* Provided material:
____
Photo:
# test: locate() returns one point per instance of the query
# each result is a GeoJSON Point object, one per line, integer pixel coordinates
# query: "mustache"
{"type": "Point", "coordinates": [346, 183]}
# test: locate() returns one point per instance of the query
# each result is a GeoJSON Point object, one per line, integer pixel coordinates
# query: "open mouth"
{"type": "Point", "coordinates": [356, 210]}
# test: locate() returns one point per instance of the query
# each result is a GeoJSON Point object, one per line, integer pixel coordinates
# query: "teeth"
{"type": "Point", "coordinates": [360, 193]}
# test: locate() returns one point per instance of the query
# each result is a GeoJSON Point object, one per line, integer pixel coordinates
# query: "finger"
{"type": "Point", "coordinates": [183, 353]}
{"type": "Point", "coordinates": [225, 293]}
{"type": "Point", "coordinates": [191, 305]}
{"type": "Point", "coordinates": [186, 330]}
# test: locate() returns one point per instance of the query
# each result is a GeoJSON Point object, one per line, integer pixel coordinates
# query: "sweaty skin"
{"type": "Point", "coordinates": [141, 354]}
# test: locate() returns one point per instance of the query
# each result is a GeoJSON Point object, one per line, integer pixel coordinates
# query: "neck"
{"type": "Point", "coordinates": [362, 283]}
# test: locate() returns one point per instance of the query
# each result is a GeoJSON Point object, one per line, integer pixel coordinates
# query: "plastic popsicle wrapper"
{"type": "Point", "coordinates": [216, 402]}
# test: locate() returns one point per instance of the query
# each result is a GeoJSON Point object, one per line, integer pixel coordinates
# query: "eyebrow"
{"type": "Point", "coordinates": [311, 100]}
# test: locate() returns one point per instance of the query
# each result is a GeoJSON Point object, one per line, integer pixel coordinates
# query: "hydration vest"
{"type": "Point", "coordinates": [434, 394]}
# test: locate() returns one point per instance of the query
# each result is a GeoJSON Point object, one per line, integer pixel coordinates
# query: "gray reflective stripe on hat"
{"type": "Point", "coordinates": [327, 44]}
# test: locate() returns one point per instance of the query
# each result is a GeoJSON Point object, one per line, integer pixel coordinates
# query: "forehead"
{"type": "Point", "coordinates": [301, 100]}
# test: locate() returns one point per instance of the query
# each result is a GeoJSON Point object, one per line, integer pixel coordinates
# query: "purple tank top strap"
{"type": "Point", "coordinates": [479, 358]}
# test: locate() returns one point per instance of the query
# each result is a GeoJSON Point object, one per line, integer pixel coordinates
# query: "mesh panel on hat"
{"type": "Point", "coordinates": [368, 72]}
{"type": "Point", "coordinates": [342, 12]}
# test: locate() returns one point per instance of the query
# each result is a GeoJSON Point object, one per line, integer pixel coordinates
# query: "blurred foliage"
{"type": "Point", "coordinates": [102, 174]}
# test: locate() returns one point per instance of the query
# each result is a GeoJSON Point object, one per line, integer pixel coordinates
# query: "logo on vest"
____
Could you transcribe the records in full, exactly?

Photo:
# test: locate() returns one point per instance of the query
# each result is a GeoJSON Point object, one per line, integer pixel coordinates
# query: "mustache"
{"type": "Point", "coordinates": [346, 183]}
# test: locate() returns one point per instance of the query
# each result is a GeoJSON Point object, one per line, integer pixel coordinates
# query: "open mouth"
{"type": "Point", "coordinates": [356, 210]}
# test: locate() returns one point per instance of the query
# each result is a GeoJSON Point object, one per line, integer pixel coordinates
# query: "teeth"
{"type": "Point", "coordinates": [360, 193]}
# test: locate() returns one point per instance of the query
# each result is a GeoJSON Point object, one per line, integer pixel coordinates
# query: "finger"
{"type": "Point", "coordinates": [183, 353]}
{"type": "Point", "coordinates": [225, 293]}
{"type": "Point", "coordinates": [191, 305]}
{"type": "Point", "coordinates": [186, 330]}
# test: locate() returns one point per instance of the query
# each result is a GeoJSON Point object, one per line, integer pixel coordinates
# query: "sweaty skin"
{"type": "Point", "coordinates": [141, 354]}
# test: locate() returns one point per instance of the query
# each result is a GeoJSON Point object, one per line, integer pixel coordinates
# query: "neck"
{"type": "Point", "coordinates": [362, 283]}
# test: locate() returns one point per instance of the query
# each result is a GeoJSON Point object, one per line, integer pixel coordinates
# query: "plastic popsicle wrapper"
{"type": "Point", "coordinates": [216, 402]}
# test: locate() returns one point per instance of the query
# each result is a GeoJSON Point object, one per line, integer pixel coordinates
# query: "eyebrow"
{"type": "Point", "coordinates": [311, 100]}
# test: locate() returns one point per instance of the query
# each result is a GeoJSON Point object, one per line, integer pixel coordinates
# query: "hydration vest"
{"type": "Point", "coordinates": [434, 394]}
# test: locate() returns one point per instance of the query
# each result is a GeoJSON Point object, one per line, integer pixel coordinates
# query: "gray reflective stripe on hat"
{"type": "Point", "coordinates": [327, 44]}
# test: locate() returns one point per instance of the query
# each result is a GeoJSON Point object, one per line, integer pixel coordinates
# query: "forehead"
{"type": "Point", "coordinates": [301, 100]}
# test: locate() returns one point per instance of the query
# each result is a GeoJSON Point object, one per line, integer pixel coordinates
# query: "purple tank top strap"
{"type": "Point", "coordinates": [479, 358]}
# test: locate() returns one point per instance of the query
# each result is a GeoJSON Point object, one per line, integer pixel coordinates
# query: "mesh panel on hat"
{"type": "Point", "coordinates": [368, 72]}
{"type": "Point", "coordinates": [342, 12]}
# test: locate() returns one point per instance of the query
# each result is a GeoJSON Point object, one per line, integer pixel coordinates
# query: "blurred foliage"
{"type": "Point", "coordinates": [102, 174]}
# test: locate() returns one point per instance of the query
# each result is a GeoJSON Point object, one per line, integer pixel coordinates
# query: "logo on vest"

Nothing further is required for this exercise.